### Exercise task
Report every line in the records below that contains the string "jersey", copying each matching line in full. Matching is case-sensitive.

Begin Extracted information

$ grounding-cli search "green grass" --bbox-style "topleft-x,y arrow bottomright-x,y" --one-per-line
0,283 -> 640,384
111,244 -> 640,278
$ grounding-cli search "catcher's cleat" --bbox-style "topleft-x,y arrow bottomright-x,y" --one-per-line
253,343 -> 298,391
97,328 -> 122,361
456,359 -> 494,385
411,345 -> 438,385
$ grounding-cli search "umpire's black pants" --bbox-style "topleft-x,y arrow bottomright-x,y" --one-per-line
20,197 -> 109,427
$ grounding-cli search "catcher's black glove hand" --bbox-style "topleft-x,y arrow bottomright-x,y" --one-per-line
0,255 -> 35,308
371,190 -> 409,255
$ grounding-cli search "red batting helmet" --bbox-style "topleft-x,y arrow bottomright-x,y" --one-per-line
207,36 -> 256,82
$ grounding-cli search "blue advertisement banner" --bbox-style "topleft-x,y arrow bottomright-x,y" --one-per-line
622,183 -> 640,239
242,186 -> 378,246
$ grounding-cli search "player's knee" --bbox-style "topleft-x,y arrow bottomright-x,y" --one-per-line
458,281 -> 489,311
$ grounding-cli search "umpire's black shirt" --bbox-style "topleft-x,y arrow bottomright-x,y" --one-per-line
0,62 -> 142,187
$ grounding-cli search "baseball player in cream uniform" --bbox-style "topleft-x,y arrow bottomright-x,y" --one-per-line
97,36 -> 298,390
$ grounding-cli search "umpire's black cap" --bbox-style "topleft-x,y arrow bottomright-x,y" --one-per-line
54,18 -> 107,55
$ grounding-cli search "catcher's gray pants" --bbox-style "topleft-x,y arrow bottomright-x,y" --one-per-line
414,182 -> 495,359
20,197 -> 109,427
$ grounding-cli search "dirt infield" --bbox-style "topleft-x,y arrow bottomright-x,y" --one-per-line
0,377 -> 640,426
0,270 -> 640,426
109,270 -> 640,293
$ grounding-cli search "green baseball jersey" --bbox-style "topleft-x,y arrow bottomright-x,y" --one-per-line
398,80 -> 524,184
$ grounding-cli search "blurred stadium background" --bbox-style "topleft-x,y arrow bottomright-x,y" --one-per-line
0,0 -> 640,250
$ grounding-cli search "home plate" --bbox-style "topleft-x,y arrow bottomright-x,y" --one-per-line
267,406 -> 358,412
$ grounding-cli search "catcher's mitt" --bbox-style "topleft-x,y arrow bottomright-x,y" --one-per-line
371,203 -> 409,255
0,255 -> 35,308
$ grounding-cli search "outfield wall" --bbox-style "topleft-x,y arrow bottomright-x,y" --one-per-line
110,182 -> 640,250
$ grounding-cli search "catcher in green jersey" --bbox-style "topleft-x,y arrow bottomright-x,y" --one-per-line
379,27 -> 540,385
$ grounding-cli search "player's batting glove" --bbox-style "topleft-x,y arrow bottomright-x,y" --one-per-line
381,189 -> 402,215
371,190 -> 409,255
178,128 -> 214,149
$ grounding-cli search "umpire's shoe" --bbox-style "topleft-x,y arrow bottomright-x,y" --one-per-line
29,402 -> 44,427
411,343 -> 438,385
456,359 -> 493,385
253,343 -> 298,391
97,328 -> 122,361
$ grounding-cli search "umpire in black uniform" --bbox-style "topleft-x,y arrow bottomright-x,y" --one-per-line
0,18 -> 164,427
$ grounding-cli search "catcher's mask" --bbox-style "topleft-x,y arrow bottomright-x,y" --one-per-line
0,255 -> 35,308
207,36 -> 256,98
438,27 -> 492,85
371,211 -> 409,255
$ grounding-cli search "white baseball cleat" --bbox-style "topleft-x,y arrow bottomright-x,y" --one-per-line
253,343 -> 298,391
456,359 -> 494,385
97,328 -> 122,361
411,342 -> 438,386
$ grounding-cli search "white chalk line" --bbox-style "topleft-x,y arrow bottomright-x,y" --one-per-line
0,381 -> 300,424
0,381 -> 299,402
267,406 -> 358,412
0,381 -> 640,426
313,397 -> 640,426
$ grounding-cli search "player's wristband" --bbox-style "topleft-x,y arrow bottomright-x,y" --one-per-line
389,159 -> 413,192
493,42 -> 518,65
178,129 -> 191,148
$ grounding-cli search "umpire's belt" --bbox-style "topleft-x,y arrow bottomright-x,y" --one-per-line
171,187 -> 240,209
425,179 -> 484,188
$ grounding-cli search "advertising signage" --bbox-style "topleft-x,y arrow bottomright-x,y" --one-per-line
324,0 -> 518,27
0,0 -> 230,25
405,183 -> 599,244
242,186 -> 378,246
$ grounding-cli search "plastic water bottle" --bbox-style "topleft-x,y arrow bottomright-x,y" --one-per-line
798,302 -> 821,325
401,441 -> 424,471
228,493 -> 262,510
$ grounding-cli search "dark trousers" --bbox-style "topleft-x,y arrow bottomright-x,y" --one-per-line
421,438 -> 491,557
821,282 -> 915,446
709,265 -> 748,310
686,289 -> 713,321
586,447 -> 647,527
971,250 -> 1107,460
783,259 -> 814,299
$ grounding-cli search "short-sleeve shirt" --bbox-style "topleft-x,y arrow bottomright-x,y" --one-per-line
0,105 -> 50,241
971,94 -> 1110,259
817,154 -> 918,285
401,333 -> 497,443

End Extracted information

### Reply
$ grounding-cli search "green baseball jersey" --bbox-style "topleft-x,y arrow bottomright-x,y" --one-per-line
$ grounding-cli search "catcher in green jersey" --bbox-style "topleft-x,y arrow bottomright-x,y" --one-per-line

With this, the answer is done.